[The task]: Among the entries below, find the lines with the word "beige" and copy them.

:::

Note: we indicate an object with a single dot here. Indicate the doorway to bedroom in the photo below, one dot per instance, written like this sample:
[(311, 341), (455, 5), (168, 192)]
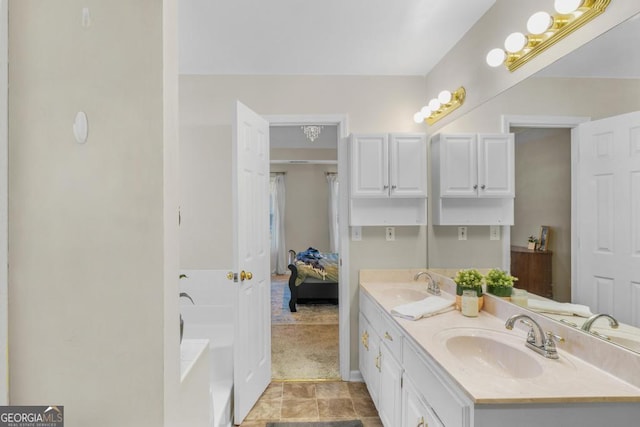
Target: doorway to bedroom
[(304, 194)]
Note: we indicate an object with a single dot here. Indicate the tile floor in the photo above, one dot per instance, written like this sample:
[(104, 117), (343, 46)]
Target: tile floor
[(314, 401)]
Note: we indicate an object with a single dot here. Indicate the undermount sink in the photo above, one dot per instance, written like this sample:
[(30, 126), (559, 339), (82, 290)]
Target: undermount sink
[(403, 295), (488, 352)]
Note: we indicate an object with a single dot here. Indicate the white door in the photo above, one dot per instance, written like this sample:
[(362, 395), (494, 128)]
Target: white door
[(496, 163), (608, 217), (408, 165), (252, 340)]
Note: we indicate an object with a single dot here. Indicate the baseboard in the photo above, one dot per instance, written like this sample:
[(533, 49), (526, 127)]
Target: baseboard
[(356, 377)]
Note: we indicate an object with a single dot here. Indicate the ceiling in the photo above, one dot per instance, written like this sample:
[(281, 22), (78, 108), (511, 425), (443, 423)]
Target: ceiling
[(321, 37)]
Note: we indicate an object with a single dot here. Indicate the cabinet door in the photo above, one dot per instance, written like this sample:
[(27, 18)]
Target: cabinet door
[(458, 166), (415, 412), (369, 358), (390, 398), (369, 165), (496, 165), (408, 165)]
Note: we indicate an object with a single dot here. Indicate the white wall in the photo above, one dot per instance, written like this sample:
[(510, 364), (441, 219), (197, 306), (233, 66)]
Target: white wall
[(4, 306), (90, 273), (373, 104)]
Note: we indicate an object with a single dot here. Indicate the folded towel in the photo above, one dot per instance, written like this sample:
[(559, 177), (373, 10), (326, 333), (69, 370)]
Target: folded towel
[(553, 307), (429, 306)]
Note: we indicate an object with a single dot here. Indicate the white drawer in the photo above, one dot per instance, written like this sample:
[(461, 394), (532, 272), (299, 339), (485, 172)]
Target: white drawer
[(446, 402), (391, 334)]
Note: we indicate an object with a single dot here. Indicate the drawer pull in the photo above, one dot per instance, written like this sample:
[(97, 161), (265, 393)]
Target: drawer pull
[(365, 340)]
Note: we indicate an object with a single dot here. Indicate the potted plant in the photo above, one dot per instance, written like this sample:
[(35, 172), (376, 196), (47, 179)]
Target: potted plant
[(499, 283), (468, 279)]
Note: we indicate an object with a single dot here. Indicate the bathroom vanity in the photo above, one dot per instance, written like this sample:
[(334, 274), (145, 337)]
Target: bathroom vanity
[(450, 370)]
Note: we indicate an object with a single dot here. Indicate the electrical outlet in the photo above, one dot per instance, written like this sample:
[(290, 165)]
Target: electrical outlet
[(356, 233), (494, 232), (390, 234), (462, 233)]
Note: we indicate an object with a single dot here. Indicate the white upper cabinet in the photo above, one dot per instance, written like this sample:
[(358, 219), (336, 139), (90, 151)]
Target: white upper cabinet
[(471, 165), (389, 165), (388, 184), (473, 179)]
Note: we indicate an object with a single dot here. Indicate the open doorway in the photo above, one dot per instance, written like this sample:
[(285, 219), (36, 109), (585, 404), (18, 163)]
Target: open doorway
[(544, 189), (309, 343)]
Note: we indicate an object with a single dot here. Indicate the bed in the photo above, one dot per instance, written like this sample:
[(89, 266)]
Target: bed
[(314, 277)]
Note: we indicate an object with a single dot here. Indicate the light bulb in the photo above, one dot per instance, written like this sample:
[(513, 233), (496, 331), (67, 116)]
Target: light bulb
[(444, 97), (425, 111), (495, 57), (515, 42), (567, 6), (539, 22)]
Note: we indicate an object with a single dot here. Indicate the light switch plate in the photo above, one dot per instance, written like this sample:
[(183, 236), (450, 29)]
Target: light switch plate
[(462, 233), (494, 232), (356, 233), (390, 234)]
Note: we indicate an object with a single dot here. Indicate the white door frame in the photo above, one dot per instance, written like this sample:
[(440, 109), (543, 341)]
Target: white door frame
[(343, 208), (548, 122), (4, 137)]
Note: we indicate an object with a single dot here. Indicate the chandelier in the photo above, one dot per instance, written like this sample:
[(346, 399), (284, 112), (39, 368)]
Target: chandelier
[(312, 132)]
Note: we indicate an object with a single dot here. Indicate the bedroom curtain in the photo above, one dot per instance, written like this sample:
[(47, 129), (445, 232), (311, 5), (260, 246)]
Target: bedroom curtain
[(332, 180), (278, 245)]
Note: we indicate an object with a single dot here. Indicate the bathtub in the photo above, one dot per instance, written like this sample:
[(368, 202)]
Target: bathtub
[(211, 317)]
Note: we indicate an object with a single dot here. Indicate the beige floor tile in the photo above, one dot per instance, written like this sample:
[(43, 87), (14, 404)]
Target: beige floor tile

:::

[Answer to this exercise]:
Note: we indicate an object with a single dot here. Indicate the beige floor tile in the photo above, one dot per instance, written like this sample:
Target: beige floor tile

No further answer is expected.